### To be done
Starting at the first line of the items and continuing through the line that contains "[34,97,305,318]", express those lines as a JSON list of strings, one string per line, with blank lines omitted.
################
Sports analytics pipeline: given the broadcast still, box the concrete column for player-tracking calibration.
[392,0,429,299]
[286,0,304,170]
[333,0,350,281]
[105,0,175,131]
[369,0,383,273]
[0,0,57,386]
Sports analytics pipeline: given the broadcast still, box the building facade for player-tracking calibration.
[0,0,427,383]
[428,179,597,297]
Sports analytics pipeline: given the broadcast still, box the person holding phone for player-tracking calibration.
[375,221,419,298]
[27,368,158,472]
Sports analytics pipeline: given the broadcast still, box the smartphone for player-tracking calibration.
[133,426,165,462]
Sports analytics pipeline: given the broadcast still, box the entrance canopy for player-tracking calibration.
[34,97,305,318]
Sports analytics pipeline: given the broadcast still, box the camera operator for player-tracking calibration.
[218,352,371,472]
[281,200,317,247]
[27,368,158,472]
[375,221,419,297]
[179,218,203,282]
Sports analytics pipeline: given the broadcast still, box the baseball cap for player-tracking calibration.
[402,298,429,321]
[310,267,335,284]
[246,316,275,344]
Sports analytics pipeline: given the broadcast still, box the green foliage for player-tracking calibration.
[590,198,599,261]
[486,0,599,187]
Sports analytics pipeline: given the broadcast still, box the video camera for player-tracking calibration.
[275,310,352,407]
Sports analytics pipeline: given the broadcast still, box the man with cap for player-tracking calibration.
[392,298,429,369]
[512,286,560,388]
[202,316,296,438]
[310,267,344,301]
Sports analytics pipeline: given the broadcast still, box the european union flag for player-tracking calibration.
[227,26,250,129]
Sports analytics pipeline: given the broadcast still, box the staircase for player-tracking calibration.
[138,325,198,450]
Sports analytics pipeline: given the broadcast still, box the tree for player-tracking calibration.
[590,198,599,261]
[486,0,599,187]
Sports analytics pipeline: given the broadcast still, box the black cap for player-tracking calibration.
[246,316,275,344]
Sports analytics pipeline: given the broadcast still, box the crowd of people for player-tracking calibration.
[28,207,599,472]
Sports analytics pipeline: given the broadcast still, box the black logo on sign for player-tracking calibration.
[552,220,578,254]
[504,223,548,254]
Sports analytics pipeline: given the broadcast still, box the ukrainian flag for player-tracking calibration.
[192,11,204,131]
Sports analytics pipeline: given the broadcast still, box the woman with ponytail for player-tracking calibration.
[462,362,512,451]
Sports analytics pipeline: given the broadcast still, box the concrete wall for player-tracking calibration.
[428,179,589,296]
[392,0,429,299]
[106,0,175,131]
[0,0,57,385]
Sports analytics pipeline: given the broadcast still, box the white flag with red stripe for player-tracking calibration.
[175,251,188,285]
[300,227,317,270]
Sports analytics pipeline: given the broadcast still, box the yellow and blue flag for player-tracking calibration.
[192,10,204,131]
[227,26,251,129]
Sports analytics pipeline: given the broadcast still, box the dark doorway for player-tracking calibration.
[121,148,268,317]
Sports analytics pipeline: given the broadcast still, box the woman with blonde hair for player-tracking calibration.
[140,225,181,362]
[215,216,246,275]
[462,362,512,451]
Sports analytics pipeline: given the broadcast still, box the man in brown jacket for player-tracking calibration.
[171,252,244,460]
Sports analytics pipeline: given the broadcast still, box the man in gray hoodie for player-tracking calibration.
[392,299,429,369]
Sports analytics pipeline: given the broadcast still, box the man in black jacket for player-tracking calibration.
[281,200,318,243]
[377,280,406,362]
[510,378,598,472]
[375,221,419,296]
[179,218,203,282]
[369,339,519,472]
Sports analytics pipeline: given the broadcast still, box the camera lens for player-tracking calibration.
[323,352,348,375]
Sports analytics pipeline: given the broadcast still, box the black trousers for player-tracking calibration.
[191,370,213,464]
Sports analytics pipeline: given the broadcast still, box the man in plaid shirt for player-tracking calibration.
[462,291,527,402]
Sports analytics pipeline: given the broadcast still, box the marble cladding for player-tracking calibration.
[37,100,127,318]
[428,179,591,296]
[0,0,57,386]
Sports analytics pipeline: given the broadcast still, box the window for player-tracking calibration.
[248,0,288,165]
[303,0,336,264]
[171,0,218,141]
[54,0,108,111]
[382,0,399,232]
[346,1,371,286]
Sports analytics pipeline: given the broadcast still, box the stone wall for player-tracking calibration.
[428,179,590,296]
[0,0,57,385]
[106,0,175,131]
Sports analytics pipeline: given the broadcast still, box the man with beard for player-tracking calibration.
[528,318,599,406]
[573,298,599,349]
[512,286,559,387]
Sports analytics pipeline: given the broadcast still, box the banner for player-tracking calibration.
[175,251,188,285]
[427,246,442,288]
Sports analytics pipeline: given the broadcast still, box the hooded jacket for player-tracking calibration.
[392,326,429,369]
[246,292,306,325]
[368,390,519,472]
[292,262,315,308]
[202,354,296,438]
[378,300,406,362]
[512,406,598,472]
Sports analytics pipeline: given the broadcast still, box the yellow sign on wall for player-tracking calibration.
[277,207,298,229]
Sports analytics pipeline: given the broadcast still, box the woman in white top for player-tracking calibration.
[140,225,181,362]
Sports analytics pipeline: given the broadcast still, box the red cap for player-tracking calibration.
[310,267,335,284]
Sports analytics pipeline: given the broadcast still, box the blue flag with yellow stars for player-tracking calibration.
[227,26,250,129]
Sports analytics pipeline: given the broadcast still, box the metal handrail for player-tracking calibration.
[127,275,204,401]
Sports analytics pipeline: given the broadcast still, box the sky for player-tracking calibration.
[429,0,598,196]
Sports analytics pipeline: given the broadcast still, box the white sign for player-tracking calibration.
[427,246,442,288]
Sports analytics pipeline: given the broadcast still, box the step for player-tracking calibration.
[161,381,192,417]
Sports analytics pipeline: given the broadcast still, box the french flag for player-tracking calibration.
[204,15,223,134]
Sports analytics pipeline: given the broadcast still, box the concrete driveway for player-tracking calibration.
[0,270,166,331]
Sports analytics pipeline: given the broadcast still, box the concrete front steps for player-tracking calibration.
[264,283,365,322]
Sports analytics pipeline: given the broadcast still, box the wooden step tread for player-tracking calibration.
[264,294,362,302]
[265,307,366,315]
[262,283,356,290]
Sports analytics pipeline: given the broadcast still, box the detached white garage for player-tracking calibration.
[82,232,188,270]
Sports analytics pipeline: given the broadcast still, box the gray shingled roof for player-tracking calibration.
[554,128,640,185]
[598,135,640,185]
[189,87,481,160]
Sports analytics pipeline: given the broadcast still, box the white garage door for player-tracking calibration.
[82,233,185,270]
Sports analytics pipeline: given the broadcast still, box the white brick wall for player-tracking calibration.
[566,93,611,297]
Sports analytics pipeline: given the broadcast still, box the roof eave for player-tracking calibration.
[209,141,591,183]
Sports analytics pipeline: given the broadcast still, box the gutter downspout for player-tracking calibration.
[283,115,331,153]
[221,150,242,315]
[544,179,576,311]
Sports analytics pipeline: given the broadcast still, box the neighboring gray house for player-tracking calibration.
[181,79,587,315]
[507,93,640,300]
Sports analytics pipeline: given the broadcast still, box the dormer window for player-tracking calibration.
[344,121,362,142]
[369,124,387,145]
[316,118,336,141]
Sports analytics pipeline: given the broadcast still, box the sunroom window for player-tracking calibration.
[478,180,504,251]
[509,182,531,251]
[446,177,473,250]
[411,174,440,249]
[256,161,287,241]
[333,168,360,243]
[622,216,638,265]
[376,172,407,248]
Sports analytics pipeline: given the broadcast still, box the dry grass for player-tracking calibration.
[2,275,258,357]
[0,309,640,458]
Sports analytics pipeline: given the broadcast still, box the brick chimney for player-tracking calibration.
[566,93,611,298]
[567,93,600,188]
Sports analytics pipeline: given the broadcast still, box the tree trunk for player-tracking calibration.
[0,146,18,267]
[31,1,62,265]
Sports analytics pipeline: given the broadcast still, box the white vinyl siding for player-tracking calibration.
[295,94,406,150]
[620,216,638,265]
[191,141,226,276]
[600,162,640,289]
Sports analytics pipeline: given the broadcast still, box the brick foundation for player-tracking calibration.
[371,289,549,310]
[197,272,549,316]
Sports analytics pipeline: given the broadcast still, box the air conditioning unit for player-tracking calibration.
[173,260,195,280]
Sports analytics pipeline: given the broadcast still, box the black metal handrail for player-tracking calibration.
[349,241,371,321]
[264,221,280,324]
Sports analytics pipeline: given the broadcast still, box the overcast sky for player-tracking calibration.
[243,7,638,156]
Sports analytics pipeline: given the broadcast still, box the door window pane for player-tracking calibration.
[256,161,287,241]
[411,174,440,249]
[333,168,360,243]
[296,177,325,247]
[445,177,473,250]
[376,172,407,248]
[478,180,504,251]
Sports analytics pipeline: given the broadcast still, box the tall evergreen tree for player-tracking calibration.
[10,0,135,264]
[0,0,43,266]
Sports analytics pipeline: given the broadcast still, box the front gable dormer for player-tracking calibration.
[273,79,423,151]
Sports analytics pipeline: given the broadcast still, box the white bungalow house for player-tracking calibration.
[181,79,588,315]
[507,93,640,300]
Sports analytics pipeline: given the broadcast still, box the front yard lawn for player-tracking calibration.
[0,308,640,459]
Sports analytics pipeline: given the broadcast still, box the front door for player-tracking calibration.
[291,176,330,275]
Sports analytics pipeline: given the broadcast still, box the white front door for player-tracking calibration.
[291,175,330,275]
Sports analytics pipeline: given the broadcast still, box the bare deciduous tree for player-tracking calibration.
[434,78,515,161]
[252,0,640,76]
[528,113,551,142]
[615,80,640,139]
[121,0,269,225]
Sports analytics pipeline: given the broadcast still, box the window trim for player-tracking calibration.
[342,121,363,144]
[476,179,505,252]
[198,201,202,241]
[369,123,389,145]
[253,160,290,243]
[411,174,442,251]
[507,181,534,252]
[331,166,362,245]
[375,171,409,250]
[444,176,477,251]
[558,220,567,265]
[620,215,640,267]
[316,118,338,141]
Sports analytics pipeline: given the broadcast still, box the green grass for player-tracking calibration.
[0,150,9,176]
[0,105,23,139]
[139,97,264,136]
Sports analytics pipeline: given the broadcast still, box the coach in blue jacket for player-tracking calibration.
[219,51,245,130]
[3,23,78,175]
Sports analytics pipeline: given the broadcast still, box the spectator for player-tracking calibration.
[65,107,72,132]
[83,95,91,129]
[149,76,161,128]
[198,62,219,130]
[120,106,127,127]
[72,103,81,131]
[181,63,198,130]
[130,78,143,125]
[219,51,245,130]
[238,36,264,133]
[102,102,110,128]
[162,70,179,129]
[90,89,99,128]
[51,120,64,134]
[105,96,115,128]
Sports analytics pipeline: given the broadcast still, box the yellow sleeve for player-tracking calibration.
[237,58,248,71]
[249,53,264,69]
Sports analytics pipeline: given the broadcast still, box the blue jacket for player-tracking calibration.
################
### Finished answer
[
  "Sports analytics pipeline: given the broadcast still, box the concrete column for player-tracking calibration.",
  "[392,0,429,299]",
  "[286,0,304,170]",
  "[333,0,350,281]",
  "[105,0,175,131]",
  "[369,0,383,273]",
  "[0,0,57,386]",
  "Sports analytics pipeline: given the broadcast still, box the building facade for player-tracking calibration.",
  "[0,0,427,383]",
  "[428,179,597,297]",
  "Sports analytics pipeline: given the broadcast still, box the person holding phone for player-tracking calibration.",
  "[375,221,419,298]",
  "[27,368,158,472]",
  "Sports analytics pipeline: given the broadcast still, box the smartphone for player-tracking calibration.",
  "[133,426,165,462]",
  "Sports analytics pipeline: given the broadcast still, box the entrance canopy for player-tracking calibration.",
  "[34,97,305,318]"
]